=== Begin Enclosure ===

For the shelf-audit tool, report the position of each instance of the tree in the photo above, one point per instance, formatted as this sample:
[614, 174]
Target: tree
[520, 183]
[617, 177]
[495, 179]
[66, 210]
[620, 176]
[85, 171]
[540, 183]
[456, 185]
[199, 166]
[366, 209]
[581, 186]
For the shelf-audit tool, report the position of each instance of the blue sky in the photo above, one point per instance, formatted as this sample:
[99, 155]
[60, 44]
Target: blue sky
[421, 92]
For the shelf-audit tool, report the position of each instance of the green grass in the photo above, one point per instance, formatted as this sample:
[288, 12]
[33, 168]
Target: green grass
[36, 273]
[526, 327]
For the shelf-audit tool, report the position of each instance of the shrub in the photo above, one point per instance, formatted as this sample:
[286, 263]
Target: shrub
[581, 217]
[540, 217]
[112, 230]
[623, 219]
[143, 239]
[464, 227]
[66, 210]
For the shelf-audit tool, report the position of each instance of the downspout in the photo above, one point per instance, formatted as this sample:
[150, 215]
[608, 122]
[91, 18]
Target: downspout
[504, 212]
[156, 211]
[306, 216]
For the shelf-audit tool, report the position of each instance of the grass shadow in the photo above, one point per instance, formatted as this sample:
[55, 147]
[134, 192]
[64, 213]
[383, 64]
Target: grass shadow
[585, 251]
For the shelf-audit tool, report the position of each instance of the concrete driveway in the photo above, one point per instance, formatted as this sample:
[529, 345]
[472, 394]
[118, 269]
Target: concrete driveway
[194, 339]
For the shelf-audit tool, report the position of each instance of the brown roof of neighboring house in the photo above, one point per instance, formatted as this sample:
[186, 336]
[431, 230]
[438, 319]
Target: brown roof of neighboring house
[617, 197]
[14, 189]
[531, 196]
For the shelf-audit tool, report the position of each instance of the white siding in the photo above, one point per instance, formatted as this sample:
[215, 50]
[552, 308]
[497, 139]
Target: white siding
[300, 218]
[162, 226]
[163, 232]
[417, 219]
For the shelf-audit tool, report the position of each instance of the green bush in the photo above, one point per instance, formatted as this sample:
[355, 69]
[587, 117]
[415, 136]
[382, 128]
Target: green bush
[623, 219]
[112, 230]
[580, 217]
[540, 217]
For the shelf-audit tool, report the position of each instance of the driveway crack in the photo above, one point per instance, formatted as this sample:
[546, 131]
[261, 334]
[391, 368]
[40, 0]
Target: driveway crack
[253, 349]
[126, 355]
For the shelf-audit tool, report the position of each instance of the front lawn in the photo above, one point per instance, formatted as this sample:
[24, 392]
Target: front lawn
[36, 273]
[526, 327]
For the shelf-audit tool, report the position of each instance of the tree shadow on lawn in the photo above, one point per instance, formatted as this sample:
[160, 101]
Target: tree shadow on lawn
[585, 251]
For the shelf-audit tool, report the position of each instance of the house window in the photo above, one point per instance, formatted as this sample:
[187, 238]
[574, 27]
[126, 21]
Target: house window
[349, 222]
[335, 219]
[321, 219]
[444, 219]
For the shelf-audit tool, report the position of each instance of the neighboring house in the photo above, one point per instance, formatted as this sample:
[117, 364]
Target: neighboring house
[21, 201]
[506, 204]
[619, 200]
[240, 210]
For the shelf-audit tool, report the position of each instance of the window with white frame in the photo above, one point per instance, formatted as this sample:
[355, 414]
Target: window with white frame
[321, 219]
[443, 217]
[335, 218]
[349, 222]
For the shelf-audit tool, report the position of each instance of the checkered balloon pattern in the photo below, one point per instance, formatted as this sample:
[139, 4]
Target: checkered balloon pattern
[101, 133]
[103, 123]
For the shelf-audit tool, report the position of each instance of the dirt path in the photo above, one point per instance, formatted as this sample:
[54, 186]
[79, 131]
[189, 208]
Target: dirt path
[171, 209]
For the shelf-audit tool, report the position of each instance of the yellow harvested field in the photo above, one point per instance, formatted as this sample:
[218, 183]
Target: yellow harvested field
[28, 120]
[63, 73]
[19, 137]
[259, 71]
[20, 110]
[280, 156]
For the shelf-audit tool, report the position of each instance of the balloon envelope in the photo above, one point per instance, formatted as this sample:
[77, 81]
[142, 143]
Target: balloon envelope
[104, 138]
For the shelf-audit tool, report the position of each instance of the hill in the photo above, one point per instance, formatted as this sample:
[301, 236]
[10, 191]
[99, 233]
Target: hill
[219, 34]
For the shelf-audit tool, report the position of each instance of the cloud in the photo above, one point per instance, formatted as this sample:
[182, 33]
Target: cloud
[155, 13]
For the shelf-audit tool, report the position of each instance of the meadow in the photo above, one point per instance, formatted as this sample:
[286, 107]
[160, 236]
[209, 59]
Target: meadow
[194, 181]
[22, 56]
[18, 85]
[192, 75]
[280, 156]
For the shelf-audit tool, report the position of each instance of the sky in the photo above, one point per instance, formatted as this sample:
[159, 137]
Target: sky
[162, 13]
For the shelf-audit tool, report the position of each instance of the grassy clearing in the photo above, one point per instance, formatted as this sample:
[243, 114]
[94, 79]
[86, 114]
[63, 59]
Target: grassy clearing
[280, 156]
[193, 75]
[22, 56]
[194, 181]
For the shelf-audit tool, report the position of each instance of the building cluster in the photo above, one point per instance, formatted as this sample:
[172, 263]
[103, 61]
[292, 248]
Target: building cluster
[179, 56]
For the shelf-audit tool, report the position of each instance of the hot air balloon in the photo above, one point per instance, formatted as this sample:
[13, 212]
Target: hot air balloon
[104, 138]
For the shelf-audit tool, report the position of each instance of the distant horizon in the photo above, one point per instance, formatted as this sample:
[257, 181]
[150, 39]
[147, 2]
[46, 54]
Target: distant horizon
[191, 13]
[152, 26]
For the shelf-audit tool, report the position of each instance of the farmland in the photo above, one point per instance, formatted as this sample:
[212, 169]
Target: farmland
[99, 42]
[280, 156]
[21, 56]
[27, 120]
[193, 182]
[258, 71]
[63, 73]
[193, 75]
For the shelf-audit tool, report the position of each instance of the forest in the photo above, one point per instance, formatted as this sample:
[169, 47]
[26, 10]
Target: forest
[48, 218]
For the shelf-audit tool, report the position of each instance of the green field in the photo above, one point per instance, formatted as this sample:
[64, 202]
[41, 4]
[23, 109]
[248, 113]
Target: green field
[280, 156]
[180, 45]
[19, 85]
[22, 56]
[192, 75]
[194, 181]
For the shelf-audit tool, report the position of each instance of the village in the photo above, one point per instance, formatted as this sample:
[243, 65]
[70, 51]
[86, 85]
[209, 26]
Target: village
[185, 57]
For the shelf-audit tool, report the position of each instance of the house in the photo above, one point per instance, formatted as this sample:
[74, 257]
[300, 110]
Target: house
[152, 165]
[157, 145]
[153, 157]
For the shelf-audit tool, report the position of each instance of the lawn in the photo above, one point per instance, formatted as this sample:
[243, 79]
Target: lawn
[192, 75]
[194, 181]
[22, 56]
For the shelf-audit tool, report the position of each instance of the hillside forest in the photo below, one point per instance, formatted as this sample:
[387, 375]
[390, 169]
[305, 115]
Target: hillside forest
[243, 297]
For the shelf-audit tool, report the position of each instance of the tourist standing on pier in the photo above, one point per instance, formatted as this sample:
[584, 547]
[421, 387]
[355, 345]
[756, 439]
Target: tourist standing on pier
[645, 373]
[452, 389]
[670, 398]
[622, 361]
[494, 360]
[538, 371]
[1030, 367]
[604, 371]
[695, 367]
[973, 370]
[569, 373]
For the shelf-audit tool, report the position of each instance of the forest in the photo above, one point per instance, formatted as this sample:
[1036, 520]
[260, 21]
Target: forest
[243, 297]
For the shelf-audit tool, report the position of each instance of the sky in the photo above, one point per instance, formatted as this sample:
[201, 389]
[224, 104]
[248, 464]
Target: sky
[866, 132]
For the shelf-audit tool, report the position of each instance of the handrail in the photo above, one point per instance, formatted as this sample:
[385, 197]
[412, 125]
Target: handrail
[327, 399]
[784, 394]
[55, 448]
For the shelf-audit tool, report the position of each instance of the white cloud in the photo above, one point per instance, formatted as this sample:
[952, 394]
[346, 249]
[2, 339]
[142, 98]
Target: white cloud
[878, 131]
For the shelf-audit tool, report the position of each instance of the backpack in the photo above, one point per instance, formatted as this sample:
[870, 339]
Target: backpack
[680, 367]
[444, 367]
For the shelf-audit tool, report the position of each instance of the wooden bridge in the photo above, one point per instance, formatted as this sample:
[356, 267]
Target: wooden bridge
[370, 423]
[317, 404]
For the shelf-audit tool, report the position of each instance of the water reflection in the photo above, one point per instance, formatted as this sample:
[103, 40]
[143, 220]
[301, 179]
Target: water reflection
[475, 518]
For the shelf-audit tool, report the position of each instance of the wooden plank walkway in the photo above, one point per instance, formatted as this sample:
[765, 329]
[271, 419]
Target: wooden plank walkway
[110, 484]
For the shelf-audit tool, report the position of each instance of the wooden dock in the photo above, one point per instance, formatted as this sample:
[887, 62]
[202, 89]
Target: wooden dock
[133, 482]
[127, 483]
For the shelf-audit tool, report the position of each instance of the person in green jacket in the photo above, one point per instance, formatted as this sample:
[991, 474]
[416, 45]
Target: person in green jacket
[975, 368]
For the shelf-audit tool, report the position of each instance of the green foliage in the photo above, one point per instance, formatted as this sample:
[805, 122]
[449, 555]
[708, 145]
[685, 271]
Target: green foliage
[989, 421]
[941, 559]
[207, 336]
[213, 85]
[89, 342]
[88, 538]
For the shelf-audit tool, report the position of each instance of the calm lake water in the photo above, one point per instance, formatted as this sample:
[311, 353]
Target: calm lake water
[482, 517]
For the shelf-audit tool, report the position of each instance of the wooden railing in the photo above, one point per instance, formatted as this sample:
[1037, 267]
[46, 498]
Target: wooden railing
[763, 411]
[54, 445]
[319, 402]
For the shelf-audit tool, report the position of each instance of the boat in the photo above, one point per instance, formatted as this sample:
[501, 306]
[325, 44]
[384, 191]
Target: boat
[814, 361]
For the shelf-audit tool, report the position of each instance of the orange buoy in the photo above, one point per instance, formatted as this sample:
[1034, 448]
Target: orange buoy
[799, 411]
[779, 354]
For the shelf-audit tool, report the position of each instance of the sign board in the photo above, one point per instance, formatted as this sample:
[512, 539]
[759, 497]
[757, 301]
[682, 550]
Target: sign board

=== End Enclosure ===

Whenever the word "below" shows up in a line of the entries above, copy that line.

For the shelf-audit tool, report the position of each instance of the checkered balloon pattern in the photo below, one point per instance, formatted as this sample:
For the shelf-audit tool, report the position of each instance of the hillside forest in the photo below, one point per instance, formatted as this sample:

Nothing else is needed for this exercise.